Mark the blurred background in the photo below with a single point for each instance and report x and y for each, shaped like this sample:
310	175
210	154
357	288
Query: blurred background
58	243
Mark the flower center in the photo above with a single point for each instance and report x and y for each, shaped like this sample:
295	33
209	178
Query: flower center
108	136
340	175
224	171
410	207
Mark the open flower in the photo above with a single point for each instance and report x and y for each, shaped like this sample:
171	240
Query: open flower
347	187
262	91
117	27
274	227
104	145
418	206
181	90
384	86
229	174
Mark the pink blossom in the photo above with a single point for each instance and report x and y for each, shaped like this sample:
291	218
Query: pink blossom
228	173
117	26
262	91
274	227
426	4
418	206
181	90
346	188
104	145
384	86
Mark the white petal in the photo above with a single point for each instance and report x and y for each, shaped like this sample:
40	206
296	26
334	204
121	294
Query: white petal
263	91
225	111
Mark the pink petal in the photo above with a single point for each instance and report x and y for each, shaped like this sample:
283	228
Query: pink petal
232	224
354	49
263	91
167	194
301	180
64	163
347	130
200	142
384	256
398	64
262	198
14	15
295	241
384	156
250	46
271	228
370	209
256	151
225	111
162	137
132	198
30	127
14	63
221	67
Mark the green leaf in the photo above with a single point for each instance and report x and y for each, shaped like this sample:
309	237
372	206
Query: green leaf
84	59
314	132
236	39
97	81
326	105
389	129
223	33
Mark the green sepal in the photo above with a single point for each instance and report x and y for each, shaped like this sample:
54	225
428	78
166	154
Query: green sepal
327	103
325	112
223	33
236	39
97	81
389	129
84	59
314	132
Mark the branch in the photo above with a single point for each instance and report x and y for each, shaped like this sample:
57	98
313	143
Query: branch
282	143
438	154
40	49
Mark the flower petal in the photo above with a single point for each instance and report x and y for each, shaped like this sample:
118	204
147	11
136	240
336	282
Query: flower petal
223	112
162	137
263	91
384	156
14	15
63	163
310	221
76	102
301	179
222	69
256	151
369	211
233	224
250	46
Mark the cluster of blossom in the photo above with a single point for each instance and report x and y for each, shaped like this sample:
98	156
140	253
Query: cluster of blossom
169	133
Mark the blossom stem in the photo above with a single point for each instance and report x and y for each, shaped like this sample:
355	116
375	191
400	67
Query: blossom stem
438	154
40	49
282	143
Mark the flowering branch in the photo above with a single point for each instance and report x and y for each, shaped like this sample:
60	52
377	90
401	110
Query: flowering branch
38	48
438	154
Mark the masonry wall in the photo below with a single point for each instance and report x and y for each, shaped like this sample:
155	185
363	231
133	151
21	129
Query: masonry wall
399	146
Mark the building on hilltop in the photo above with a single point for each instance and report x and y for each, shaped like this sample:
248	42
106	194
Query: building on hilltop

****************

*OBJECTIVE:* Give back the whole listing exactly as it reads.

*FINAL RESULT:*
Mark the blurred background in the photo below with a single point for each instance and report x and y for each, shaped like this sample:
310	175
210	154
357	288
Query: blurred background
58	243
Mark the flower center in the photo above with a single point for each instance and report x and y for each, shaped like this sample:
295	33
209	178
Query: flower center
108	136
340	175
224	171
410	207
Mark the open flower in the photo above with a single point for each instance and report x and y for each, shaped like this sample:
171	240
Query: open flower
347	187
262	91
117	27
274	227
104	145
418	206
181	90
384	86
229	174
Mark the pink blossom in the photo above with a single point for each instance and report x and y for each, shaped like this sample:
291	218
Query: pink blossom
228	173
117	26
262	91
274	227
426	4
418	206
181	90
346	188
104	145
384	86
Mark the white petal in the photo above with a single point for each instance and report x and y for each, shaped like this sample:
40	206
296	26
334	204
121	294
Query: white petal
263	91
225	111
Mark the pink petal in the photo above with a single point for each instance and report x and y for each, shaped like this sample:
283	228
Query: pink petal
232	224
354	49
263	91
167	194
301	180
64	163
347	130
200	142
384	256
398	64
262	198
14	15
295	241
384	156
250	46
271	228
370	209
256	151
225	111
162	137
132	198
30	127
14	63
221	67
Mark the green leaf in the photo above with a single point for each instance and report x and y for each, shaped like this sample:
309	237
372	206
Query: green leaf
84	59
314	132
236	39
97	81
326	105
389	129
223	33
Mark the green sepal in the photo above with a single point for each instance and report x and y for each, shaped like this sample:
54	225
428	78
166	154
Query: green sepal
327	103
325	112
223	33
236	39
97	81
389	129
84	59
314	132
Mark the branch in the photo above with a single point for each instance and report x and y for each, shaped like this sample:
57	98
313	143
Query: branch
282	143
438	154
40	49
Mark the flower petal in the photo above with a single point for each instance and report x and y for each, shaped like this sample:
118	204
147	11
136	240
336	282
Query: flower petal
223	112
162	137
263	91
384	156
14	15
63	163
310	221
76	102
301	179
222	69
256	151
369	211
233	224
250	46
Mark the cluster of blossom in the photo above with a single point for each instance and report x and y for each, shaped like this sample:
98	156
140	253
Query: cluster of blossom
169	133
Mark the blossom stem in the photo above with a single point for each instance and report x and y for each, shaped like this sample:
355	116
375	191
400	67
Query: blossom stem
438	154
40	49
282	143
Mark the flowering branch in the photo above with a single point for each instance and report x and y for each, shaped like this sample:
60	52
377	90
401	110
Query: flowering branch
38	48
438	154
Mark the masonry wall in the photo below with a single point for each instance and report x and y for each, shaped like this sample:
155	185
363	231
133	151
21	129
Query: masonry wall
399	146
Mark the building on hilltop in the photo above with a single point for each instance and report x and y for each, shaped like this sample:
248	42
106	194
Query: building on hilltop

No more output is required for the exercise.